(Dataset entries)
==============================
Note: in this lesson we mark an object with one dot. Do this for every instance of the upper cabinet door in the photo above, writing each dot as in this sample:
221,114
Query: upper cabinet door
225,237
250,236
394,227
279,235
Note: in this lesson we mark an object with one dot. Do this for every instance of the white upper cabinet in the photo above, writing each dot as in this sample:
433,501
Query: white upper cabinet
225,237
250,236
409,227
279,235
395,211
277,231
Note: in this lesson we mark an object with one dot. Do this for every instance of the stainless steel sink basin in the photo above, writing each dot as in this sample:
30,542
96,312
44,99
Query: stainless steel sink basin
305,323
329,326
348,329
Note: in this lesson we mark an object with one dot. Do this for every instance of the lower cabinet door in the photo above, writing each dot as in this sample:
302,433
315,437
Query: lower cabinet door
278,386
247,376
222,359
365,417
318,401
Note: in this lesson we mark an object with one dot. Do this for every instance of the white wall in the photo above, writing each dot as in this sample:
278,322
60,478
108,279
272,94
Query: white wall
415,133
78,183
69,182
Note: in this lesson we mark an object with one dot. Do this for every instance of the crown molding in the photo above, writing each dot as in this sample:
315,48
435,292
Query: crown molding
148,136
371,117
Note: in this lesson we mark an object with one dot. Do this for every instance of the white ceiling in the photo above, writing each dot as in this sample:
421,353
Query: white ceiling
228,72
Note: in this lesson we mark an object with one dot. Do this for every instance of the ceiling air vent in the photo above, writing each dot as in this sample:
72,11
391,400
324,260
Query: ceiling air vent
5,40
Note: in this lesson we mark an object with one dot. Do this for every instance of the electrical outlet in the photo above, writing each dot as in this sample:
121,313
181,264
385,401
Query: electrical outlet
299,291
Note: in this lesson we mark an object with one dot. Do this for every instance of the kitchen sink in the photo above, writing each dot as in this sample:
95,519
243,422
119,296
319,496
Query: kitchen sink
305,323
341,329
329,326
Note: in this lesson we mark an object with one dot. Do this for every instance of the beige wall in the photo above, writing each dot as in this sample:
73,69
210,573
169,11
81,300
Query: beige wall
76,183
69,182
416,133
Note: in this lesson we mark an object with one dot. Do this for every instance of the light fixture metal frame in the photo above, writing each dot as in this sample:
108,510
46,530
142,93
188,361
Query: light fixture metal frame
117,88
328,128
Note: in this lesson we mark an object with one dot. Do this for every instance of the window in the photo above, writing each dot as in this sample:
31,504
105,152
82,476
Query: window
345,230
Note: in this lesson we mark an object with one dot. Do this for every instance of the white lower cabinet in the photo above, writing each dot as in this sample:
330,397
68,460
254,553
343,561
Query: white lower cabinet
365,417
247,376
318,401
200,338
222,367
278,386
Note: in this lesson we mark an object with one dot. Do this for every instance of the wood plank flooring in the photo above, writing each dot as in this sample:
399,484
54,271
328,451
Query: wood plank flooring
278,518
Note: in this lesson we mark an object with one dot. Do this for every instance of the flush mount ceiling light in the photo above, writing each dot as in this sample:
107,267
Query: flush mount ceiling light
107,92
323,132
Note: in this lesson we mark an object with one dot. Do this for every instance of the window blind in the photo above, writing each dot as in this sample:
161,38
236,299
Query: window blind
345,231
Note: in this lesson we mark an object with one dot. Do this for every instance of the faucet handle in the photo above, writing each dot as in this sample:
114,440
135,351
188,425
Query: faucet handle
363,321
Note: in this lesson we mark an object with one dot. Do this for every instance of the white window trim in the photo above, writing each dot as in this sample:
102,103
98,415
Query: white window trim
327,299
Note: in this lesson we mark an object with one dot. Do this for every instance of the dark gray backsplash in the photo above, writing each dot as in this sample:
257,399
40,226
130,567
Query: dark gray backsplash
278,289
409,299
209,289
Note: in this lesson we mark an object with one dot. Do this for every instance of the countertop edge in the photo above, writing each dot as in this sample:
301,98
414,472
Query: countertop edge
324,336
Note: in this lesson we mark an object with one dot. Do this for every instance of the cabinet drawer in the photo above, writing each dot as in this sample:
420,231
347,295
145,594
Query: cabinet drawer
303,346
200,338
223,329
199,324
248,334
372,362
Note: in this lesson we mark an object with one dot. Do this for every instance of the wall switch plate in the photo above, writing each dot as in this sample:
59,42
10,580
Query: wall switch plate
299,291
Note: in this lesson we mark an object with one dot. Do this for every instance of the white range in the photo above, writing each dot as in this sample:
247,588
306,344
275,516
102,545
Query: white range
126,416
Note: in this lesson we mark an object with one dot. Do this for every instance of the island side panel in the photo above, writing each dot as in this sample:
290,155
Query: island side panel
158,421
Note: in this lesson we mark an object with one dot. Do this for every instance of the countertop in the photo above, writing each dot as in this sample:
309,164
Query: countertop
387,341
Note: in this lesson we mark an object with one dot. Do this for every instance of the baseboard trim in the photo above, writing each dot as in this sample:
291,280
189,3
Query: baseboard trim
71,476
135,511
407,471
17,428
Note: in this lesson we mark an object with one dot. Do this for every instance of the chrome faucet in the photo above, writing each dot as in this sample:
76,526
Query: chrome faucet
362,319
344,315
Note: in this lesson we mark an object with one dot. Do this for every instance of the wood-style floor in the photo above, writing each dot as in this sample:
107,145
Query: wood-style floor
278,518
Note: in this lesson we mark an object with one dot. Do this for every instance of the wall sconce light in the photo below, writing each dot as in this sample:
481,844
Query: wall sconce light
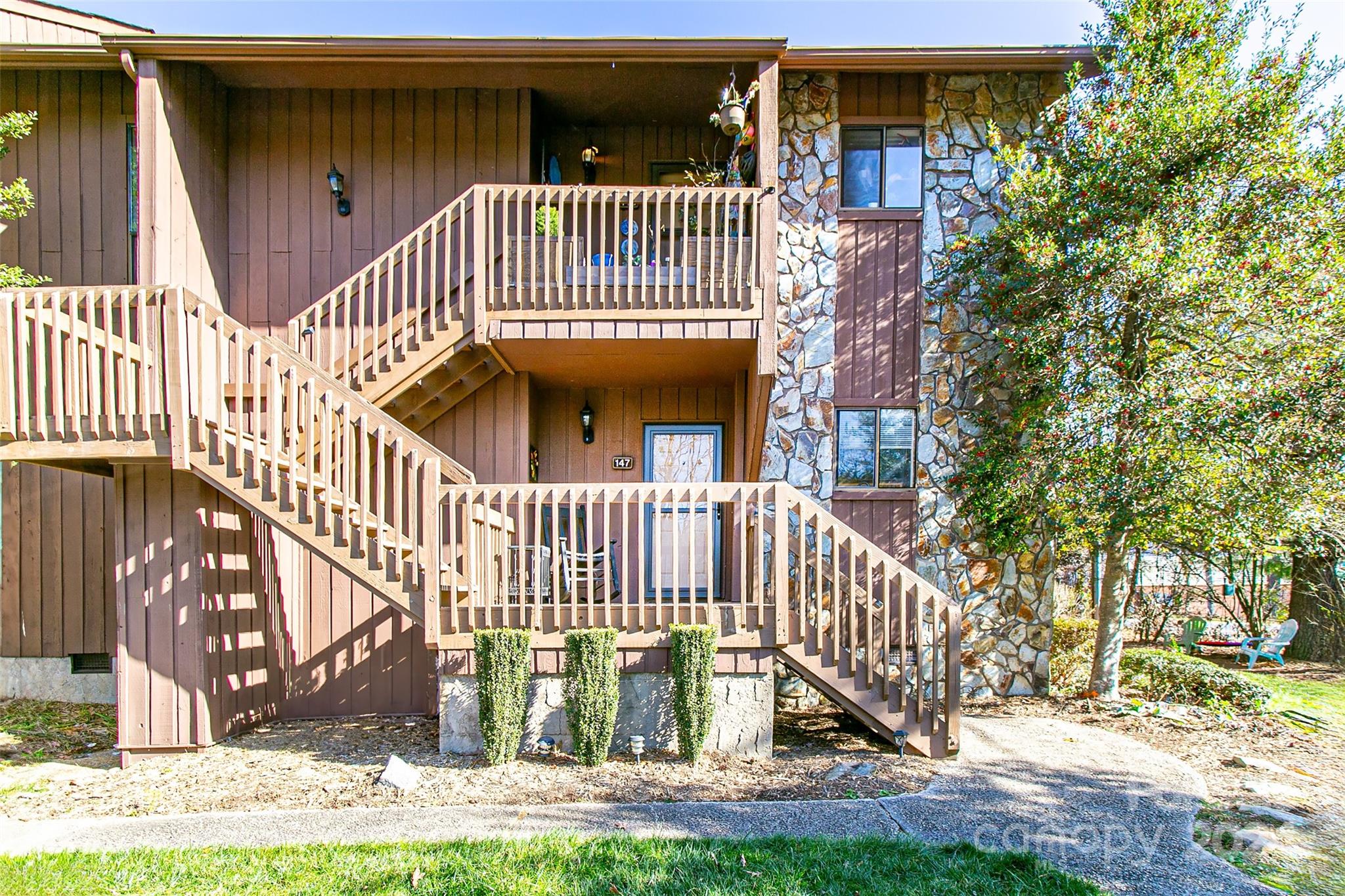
==============================
The task
From the listing above, extract every line that contains the string "flush".

Solution to this problem
Note: in this lesson we mark an object with one dot. Do this for every instance of the flush mount ceiling light in the photo above, writing each dot as in this sample:
Query: flush mount ceiling light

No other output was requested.